_Text for analysis_.
--*--

The letters sparkle, but the life did not. The young bureaucrat was virtually homeless, bunking in for a few months with Captain Priou, now returned from Morocco, in his apartment on the rue Petit near the Buttes-Chaumont, later making his way from one modest hotel to another. More than anything else he yearned for a place he could call his own, where he could cultivate some of the “douce intimité” Louise had provided and on which he thrived. He played the lottery, although the lucky star that was to shine with uncanny constancy on Saint-Exupéry the aviator in distress made no appearance now. The hope that it might, at least, kept him afloat. “Like a broken heart, it keeps you busy,” he wrote.
He realized he was stuck—the full impact of his failed exams must have hit him now, as his friends were collecting their advanced degrees—and cast about for a way out of his quandary. One
of the few remaining prospects seemed to be journalism, but he had no time to do the reporting (nor for that matter any aptitude for this kind of detail), and the columns open to stringers were hardly enticing. Early in 1924 he heard that China was recruiting flight instructors and thought this might be the answer to his pecuniary difficulties. Doubtless he picked up this bit of news, which came to nothing, at Orly, where he had begun flying again on the occasional Sunday. Twelve hundred feet above the ground, communing with his motor, he was able to forget the miseries of a life that had kept him so much off balance. It was the only subject on which he seemed still inclined to ambitious reverie. “When I am rich,” he resolved in a letter to Gabrielle, “I will have a little airplane of my own and will come to visit you at Saint-Raphaël.”

--*--

_Dataset content_.
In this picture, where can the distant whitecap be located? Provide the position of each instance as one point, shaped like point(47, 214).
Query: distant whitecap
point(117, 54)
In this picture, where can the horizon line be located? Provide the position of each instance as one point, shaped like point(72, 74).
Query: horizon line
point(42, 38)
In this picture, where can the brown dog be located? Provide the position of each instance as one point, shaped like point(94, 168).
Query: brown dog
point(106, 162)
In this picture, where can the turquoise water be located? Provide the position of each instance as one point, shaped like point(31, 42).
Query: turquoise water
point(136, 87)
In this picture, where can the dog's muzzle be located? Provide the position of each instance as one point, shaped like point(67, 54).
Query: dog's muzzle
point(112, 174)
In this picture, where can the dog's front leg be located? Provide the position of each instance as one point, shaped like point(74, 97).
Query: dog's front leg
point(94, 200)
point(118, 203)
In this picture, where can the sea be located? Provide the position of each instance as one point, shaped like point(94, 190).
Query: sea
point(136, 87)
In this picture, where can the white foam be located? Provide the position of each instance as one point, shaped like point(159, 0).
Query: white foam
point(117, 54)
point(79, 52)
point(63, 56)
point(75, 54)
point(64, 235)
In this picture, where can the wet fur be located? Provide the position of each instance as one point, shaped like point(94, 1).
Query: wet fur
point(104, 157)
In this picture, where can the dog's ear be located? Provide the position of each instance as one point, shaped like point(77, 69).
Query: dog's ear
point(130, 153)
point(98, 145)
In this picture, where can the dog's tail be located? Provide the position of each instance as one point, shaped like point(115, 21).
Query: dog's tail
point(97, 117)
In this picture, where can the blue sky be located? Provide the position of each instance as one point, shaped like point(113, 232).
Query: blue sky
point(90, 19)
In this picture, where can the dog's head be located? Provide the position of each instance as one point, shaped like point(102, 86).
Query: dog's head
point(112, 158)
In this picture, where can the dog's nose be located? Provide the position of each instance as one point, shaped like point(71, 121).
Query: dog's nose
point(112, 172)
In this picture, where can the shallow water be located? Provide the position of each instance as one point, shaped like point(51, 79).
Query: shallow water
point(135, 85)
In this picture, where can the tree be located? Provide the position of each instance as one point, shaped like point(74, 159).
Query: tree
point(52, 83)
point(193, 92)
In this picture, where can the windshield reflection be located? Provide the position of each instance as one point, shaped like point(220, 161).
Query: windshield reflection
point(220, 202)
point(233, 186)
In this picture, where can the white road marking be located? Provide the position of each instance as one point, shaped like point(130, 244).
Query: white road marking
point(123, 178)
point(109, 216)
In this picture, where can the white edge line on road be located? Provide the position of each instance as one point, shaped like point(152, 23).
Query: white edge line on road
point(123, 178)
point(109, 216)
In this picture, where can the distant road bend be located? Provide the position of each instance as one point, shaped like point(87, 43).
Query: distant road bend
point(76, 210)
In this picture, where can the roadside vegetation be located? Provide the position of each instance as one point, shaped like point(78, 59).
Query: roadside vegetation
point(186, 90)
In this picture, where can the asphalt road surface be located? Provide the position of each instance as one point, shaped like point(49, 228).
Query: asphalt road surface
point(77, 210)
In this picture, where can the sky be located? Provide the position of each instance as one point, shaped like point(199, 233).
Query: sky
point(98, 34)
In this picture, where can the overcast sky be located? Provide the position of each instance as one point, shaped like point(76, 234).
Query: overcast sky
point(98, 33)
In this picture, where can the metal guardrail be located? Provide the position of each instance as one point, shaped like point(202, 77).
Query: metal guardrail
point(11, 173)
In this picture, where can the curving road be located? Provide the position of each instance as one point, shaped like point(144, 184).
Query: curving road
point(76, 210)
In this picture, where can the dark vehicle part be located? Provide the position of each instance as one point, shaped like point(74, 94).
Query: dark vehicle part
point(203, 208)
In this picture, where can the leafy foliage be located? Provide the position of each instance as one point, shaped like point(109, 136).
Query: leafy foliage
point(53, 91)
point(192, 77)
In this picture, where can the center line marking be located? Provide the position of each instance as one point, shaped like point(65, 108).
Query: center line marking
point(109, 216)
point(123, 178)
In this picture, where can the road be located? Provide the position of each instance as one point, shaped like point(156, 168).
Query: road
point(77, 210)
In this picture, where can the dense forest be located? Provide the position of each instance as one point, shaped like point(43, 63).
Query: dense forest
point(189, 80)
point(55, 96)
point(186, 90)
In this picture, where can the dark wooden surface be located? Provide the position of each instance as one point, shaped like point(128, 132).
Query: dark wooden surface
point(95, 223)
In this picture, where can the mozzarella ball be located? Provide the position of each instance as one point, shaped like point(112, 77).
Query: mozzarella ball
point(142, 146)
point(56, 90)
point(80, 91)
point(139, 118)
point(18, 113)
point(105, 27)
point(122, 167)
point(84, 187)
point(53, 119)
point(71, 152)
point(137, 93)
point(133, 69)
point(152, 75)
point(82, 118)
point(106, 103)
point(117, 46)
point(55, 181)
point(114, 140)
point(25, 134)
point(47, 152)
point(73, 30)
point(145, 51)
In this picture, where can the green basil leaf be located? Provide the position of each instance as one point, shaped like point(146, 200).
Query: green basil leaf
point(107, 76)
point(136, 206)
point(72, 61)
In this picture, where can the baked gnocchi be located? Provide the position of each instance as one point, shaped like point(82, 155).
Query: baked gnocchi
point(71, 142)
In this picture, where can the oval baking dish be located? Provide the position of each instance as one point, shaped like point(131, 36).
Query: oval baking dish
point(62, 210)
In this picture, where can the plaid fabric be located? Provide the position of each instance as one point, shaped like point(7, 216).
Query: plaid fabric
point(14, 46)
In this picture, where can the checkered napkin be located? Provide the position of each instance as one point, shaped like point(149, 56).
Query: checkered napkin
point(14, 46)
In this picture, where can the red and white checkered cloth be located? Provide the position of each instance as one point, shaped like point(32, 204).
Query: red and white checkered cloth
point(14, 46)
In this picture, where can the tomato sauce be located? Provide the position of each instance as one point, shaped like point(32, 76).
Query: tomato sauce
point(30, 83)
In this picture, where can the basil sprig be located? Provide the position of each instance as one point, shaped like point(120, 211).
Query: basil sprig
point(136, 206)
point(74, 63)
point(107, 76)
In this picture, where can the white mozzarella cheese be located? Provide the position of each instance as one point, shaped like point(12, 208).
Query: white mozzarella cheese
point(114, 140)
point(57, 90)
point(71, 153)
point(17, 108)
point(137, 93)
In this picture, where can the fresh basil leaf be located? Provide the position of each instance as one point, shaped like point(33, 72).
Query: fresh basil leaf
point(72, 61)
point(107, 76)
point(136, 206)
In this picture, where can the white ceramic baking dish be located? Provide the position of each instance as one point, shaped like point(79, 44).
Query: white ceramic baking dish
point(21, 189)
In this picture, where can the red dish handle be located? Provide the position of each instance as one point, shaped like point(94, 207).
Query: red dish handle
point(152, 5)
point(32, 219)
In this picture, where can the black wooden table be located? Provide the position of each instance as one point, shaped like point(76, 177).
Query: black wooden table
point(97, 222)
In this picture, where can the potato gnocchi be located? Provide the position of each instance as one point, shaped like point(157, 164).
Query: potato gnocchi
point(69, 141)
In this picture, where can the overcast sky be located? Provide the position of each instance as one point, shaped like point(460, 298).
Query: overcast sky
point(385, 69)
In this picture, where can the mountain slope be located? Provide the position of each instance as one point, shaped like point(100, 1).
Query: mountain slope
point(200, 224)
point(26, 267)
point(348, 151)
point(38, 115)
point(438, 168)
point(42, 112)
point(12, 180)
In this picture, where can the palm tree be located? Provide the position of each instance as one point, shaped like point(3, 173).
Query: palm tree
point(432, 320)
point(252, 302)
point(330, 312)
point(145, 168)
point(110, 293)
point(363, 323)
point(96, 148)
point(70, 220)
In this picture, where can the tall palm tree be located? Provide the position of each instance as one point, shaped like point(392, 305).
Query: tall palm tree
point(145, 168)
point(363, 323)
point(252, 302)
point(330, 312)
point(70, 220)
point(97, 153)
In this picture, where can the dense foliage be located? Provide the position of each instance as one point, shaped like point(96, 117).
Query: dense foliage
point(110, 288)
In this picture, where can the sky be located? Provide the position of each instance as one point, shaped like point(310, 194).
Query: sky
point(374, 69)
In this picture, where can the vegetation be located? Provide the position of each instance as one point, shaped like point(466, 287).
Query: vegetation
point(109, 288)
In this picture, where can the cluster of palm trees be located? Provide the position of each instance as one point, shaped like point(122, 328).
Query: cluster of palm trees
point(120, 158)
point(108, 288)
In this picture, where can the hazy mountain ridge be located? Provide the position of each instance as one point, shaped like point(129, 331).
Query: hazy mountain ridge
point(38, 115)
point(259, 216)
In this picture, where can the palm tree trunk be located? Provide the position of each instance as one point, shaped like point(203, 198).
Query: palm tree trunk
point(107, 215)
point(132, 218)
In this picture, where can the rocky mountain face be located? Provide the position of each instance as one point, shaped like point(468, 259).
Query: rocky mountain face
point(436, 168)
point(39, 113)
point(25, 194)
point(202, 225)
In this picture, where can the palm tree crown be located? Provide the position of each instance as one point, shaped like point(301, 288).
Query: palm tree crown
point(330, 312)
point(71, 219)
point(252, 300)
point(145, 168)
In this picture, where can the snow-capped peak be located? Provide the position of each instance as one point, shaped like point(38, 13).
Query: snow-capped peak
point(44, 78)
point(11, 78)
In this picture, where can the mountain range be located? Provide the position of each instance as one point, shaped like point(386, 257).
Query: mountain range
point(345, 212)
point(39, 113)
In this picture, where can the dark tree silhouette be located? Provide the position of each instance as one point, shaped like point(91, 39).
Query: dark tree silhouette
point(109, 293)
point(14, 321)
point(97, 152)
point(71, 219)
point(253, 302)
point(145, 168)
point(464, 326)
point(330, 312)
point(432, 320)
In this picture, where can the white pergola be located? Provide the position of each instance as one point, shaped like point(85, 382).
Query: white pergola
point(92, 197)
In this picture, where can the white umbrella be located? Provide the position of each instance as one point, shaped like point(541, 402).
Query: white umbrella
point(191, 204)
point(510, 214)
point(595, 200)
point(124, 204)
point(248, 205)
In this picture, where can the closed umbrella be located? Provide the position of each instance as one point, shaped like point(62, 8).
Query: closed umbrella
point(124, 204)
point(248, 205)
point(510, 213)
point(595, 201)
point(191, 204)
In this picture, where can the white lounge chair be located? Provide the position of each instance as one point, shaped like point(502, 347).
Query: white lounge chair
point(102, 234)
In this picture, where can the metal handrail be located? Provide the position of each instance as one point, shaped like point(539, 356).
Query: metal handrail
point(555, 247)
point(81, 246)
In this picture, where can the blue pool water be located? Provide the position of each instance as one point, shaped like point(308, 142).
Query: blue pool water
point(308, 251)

--*--

_Work task 1_.
Answer these from the passage on Saint-Exupéry's life as a young bureaucrat:
(a) With whom did he stay for a few months, and on what street was the apartment?
(b) Which country did he hear was recruiting flight instructors early in 1924?
(c) At what height above the ground was he able to forget the miseries of his life?
_Work task 2_. Write the next paragraph of the passage on Saint-Exupéry's life as a young bureaucrat, starting after its last sentence.

_Exercise response 1_.
(a) Captain Priou, on the rue Petit near the Buttes-Chaumont.
(b) China.
(c) Twelve hundred feet.

_Exercise response 2_.
He remained, however, as threadbare as ever. His spirits could not have been improved by the news that his mother needed to sell Saint-Maurice—the house had quickly become a financial burden—although he promised to help her do so and thought he might be able to take advantage of the expected arrival of 300,000 Americans in Paris for the 1924 summer Olympics. It was perhaps this news that was responsible for the acute regret he now evinced at the bills he piled up. He began to sound as tired of asking for money as his mother must have been tired of fielding his requests. He made several trips to Saint-Maurice—including one that summer with friends and a second in the fall—but kept all travel to a minimum in light of his limited resources. On one occasion he painfully explained to his mother that were he to journey to the south he would only be forced to ask her again for money the day of his return to Paris. He was equally apologetic with Didi, who had a baby in August and who wrote him asking for a visit. A ticket to the Midi would claim half his monthly salary; to his sister he explained the constraints on his life and replied wistfully that in the course of fifteen months he had seen her only for three days. (The following year the count was equally dispiriting: eight days in two years. “I will probably get to be 100 without having seen the inside of your house or met my nephew again,” he wrote.) He accepted an invitation to visit his cousins in Le Mans primarily because it would spare him his living expenses for four days. “I am the most discouraged man in the world,” he wrote that summer, probably just before his sister Marie-Madeleine was diagnosed as suffering from epilepsy.